### Exercise passage
The Welsh language (Cymraeg), one of the oldest languages in Europe, was almost killed by English rule – intentionally. In the 16th century, the use of Welsh was largely banned and it wasn’t until 1992 that Cymraeg was given equal status to English in all public bodies.
Now, Welsh is a compulsory subject up until GCSE in all state schools in Wales. There are also Welsh-medium schools, where education is delivered in the Welsh language. The teaching of Welsh in English-medium schools is far from perfect; I studied it for 12 years and have the same ability as a Year One student in a Welsh-medium school, and I was somehow one of the more talented students. But it is progress – progress that has happened largely because of the Welsh Assembly’s dedication to the revival of the Welsh language.
The Welsh public were offered a devoted governing body in a 1979 referendum but the proposal was rejected with a 79.9% vote against it. Yet when a second referendum was held in 1997 there was a small majority (50.3%) in favour and the Welsh Assembly was created. English rule took away many things from us: it took lives, it almost took away our language, and for many years it took away our faith in ourselves – apart from in rugby. It makes me incredibly happy and honestly relieved to see that faith in our abilities as a nation is coming back with such force.
I want our day for independence to come; that day is not today, tomorrow or any day in the foreseeable future.
But we cannot get ahead of ourselves. Our deficit is substantial, our infrastructure is lacking, and we need to build stronger industries to power our economy. Our farming was reliant on EU subsidies and although I know many proponents of independence would want to see Wales join the EU, due to the state of our economy and political pressures, in particular from Spain, the EU accepting us as a member is far from given.
Brexit and the events since have definitely played a part in the growth of the Welsh Independence movement. To my chagrin, Wales voted to leave the EU in 2016 with a majority of 52%. Practically, this makes little sense as Wales was a net receiver of EU money. Although Wales voted to leave, Remain had far higher support amongst young people, and it is these young people that are supporting Welsh independence; they envision a Wales that is an independent country and a member of the EU.
Support for Welsh independence is higher with Remain supporters than with Leave supporters for all ages. Brexit has made people consider if they would prefer to be in the UK outside of the EU or in the EU as an independent nation. I would love to see Wales rejoin the EU if it became independent, however this is just not likely.
Wales is a poor country; the average GDP is only 77% of the EU average with some regions of Wales faring even worse. The unemployment rate of Wales from November 2018 to January 2019 was 4.3% and the poverty rate in 2018-19 was 23%. We are a country that is working but not producing much at all and if we’re out of the UK and the EU this could go wrong all too easily. Farming is a massive industry in Wales, an industry accustomed to EU subsidies and demand from the rest of the UK and EU. Yet, if we’re not in these, we will need time to make trade deals, especially with the EU who have no reason to prioritise a nation of 3 million over Australia, Mexico, or India.
For now, I think I’m happy supporting greater legislative and tax raising powers for the Senedd, who have proved that they can handle power this year in a way they never have before. Wales should focus on renewables; we have plenty of potential sites for tidal power which would bring not only jobs but give us an opportunity to become leaders in the technology which we could then export. This obviously requires money that will likely have to come from Westminster. Money from England is necessary for our growth as a country, as much as we may loathe to admit it
I want our day for independence to come; that day is not today, tomorrow or any day in the foreseeable future. If we become independent too soon we risk financial ruin. Patience is a virtue – we’ve had 700 years of English rule, I’m sure we can endure a few more.

Natural-language object grounding data
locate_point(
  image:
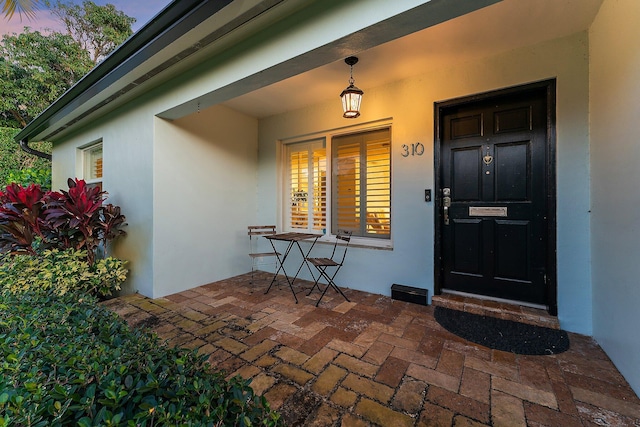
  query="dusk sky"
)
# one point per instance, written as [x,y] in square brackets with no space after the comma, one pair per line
[142,10]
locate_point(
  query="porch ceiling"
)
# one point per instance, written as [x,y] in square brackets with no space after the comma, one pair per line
[501,27]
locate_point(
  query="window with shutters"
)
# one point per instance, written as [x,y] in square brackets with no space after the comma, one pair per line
[359,184]
[361,189]
[92,165]
[307,184]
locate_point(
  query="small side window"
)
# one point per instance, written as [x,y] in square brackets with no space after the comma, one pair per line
[93,165]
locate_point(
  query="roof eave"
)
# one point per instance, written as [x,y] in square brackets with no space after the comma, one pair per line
[148,38]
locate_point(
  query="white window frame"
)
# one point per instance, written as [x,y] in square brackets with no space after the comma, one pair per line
[86,154]
[328,135]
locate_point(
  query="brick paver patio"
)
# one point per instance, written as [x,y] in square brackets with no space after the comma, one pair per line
[377,361]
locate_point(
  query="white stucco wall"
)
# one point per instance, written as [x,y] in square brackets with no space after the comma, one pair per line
[615,154]
[127,140]
[411,260]
[204,187]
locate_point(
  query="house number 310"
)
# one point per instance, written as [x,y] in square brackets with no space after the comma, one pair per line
[415,149]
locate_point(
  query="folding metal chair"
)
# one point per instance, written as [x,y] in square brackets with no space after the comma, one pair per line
[255,233]
[335,261]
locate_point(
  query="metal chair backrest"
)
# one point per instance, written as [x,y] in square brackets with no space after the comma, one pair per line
[255,232]
[342,236]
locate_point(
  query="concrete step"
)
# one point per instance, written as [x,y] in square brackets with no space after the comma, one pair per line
[501,310]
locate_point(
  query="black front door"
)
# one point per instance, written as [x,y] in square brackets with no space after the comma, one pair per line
[493,208]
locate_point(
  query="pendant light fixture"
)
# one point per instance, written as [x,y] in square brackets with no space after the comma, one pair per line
[351,96]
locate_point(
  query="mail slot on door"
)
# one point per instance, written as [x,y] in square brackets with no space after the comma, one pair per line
[488,211]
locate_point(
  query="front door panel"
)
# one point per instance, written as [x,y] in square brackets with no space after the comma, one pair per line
[494,163]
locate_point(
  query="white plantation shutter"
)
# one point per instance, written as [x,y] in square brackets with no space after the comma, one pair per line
[306,173]
[93,164]
[362,183]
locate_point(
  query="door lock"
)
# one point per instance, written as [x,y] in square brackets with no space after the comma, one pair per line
[446,203]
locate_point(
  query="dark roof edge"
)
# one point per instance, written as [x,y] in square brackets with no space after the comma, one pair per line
[165,19]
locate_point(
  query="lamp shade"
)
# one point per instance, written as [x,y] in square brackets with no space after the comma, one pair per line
[351,99]
[351,96]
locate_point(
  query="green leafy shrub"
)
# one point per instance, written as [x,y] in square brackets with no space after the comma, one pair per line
[60,272]
[68,361]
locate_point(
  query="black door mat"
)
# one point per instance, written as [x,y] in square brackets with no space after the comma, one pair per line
[504,335]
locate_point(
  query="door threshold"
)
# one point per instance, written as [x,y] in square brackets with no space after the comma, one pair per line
[500,308]
[502,300]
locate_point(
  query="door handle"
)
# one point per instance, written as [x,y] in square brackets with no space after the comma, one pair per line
[446,203]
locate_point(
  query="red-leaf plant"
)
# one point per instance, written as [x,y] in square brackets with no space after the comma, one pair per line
[67,219]
[21,217]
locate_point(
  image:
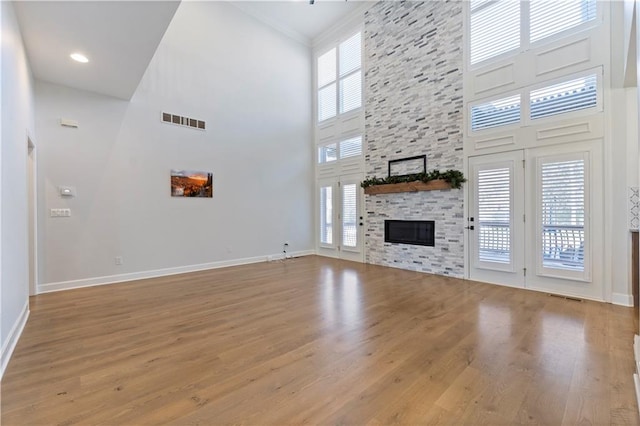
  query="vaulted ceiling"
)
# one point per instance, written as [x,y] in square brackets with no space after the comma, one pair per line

### Assigned task
Write out everything from "Support for Welsh" down to "just not likely." in the piece on Welsh independence, renaming "independent nation" as "sovereign nation" throughout. Rely on the text by itself.

### Task response
Support for Welsh independence is higher with Remain supporters than with Leave supporters for all ages. Brexit has made people consider if they would prefer to be in the UK outside of the EU or in the EU as an sovereign nation. I would love to see Wales rejoin the EU if it became independent, however this is just not likely.